• **Trecho selecionado**
______________________________
O SÍMBOLO DA MEDICINA E O VERME DA GUINÉ
O símbolo
da medicina consiste em um bastão com uma serpente em volta, em
espiral, conhecido como bastão de Asclépio.(Fig, 1)
Asclépio é
considerado o deus da medicina desde a antiguidade e seu culto teve início
na Grécia, de onde se espalhou por toda a Europa. Acredita-se que
existiu realmente um médico famoso, natural da Tessália,
na Grécia, por volta do século XIIa.C., o qual foi divinizado
pela mitologia grega. Segundo a lenda, Asclépio era filho do deus
Apolo e de uma jovem mortal de nome Corônis, filha de Flégias,
rei em Tessália.
Apolo era deus da medicina,
da música e das artes e tinha outras atribuições,
como o oráculo de Delphis, que o mantinham ocupado. Corônis
enamorou-se de um jovem chamado Ischys estando já grávida
de Apolo. O fato chegou ao conhecimento de Apolo por um delator, que era
um corvo branco. Apolo ficou tão furioso que mudou a cor do corvo
para negro e decidiu vingar-se atirando, por intermédio de sua irmã
Artemis, uma flecha mortal em Corônis. Quando o corpo de Corônis
já estava na pira para ser cremado, Apolo lembrou-se de seu filho
no ventre da mãe, e extraiu a criança ainda com vida por
cesariana, entregando-a, a seguir, ao centauro Quiron para que o criasse.
______________________________
• **Tarefa proposta**
Transcreva fielmente a parte do trecho sobre o símbolo da medicina compreendida entre "Apolo era deus" e "que o criasse.", incluindo ambas as passagens.
______________________________
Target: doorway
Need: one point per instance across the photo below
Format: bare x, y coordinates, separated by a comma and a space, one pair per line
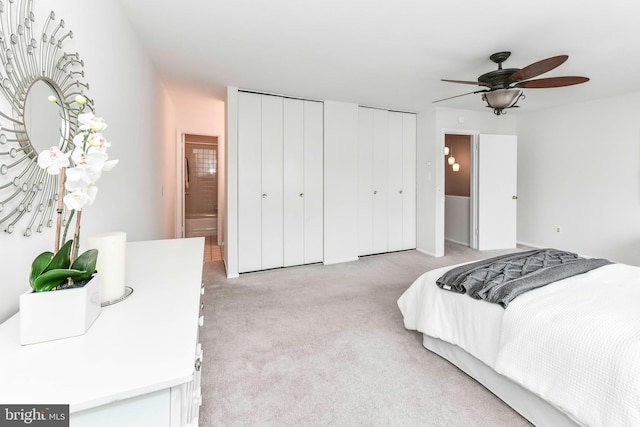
200, 191
458, 188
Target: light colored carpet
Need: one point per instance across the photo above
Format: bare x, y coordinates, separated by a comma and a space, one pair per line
325, 346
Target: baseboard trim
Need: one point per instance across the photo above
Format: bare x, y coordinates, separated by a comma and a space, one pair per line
339, 261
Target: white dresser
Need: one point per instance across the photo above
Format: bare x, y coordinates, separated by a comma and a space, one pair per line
140, 362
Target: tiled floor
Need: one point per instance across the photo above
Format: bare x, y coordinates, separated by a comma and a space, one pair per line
212, 252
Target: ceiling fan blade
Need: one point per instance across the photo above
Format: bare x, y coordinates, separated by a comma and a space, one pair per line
458, 96
552, 82
466, 82
537, 68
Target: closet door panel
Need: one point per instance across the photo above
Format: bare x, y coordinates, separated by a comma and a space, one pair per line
380, 177
313, 181
272, 182
293, 182
395, 190
365, 181
249, 182
409, 138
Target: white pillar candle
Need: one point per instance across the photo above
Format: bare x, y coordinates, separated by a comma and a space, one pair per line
111, 262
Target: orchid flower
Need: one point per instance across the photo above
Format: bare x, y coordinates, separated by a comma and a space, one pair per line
88, 121
81, 196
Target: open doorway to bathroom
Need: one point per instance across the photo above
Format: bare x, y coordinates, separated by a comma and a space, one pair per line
200, 173
458, 194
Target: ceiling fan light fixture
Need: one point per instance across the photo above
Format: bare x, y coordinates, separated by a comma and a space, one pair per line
502, 98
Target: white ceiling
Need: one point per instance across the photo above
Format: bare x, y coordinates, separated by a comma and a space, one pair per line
388, 53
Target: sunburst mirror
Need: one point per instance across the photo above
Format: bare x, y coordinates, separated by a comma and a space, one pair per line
36, 66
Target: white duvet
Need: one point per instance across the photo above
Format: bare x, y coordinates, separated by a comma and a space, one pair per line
575, 343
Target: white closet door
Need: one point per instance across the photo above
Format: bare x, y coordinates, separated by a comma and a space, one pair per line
249, 182
293, 182
365, 181
395, 178
380, 177
313, 182
272, 182
497, 191
409, 129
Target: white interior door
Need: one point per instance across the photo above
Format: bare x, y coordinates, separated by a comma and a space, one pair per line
497, 191
249, 182
313, 181
293, 182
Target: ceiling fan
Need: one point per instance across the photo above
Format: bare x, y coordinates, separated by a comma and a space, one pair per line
502, 88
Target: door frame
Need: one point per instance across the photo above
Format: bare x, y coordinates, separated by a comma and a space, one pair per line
473, 198
179, 225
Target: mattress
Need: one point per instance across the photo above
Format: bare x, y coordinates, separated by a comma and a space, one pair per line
574, 343
428, 309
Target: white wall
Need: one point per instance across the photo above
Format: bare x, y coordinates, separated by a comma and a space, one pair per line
579, 168
128, 94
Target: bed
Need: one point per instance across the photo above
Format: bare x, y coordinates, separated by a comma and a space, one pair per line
563, 354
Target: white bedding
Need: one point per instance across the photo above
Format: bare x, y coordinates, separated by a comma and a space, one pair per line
575, 343
470, 324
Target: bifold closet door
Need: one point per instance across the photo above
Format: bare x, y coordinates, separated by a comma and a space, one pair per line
272, 179
365, 181
386, 181
313, 182
293, 182
380, 181
395, 192
249, 182
409, 166
260, 175
303, 177
402, 181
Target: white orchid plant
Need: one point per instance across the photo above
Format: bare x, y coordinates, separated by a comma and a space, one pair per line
79, 169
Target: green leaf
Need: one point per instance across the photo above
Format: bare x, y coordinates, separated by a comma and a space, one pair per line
54, 278
38, 265
86, 261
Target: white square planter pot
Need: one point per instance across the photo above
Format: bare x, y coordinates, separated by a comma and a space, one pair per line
47, 316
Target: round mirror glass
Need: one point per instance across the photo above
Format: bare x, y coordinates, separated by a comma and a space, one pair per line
43, 119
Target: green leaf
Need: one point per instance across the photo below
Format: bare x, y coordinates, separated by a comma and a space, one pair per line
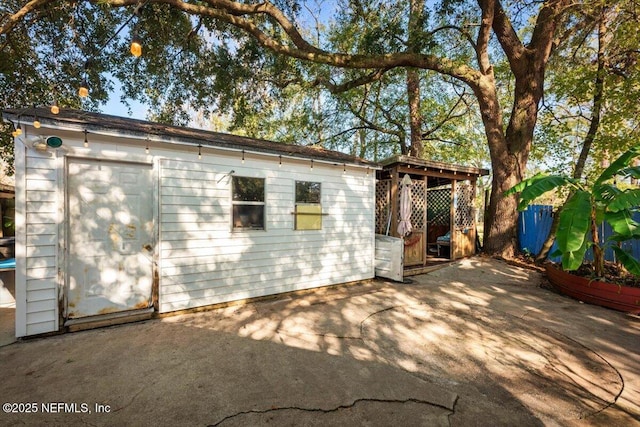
573, 260
606, 192
630, 172
622, 223
625, 200
574, 222
619, 164
629, 262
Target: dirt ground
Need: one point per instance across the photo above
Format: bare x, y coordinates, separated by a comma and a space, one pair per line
478, 342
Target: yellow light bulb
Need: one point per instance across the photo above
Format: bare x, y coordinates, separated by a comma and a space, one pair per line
136, 48
83, 92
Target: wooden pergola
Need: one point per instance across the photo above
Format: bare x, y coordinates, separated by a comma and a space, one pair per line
442, 215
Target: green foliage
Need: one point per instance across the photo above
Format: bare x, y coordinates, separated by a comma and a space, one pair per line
573, 229
538, 185
587, 208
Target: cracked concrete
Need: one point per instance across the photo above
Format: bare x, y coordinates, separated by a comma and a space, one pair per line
476, 343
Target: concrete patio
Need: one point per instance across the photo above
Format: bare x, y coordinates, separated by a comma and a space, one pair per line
478, 342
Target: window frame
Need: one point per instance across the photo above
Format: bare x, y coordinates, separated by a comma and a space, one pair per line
235, 203
296, 225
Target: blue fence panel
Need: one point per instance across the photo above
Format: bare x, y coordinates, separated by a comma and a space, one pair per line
534, 225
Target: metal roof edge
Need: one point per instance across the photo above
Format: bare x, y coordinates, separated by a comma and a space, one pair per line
80, 120
432, 164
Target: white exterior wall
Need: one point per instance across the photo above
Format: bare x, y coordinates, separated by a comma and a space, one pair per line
36, 242
205, 262
200, 260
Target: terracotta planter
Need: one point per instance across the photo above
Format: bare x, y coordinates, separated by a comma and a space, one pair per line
618, 297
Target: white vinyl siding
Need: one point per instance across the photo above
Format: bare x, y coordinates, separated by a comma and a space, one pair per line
38, 271
203, 262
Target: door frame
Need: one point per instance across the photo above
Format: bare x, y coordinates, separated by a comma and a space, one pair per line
63, 231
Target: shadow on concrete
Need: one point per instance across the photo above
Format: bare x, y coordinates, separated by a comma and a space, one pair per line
478, 342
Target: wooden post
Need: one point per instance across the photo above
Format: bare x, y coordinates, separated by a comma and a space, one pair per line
453, 239
424, 221
394, 203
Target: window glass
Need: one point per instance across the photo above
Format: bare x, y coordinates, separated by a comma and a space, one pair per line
248, 216
308, 214
247, 203
248, 189
307, 192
______________________________
• **Resposta do exercício**
Apolo era deus da medicina,
da música e das artes e tinha outras atribuições,
como o oráculo de Delphis, que o mantinham ocupado. Corônis
enamorou-se de um jovem chamado Ischys estando já grávida
de Apolo. O fato chegou ao conhecimento de Apolo por um delator, que era
um corvo branco. Apolo ficou tão furioso que mudou a cor do corvo
para negro e decidiu vingar-se atirando, por intermédio de sua irmã
Artemis, uma flecha mortal em Corônis. Quando o corpo de Corônis
já estava na pira para ser cremado, Apolo lembrou-se de seu filho
no ventre da mãe, e extraiu a criança ainda com vida por
cesariana, entregando-a, a seguir, ao centauro Quiron para que o criasse.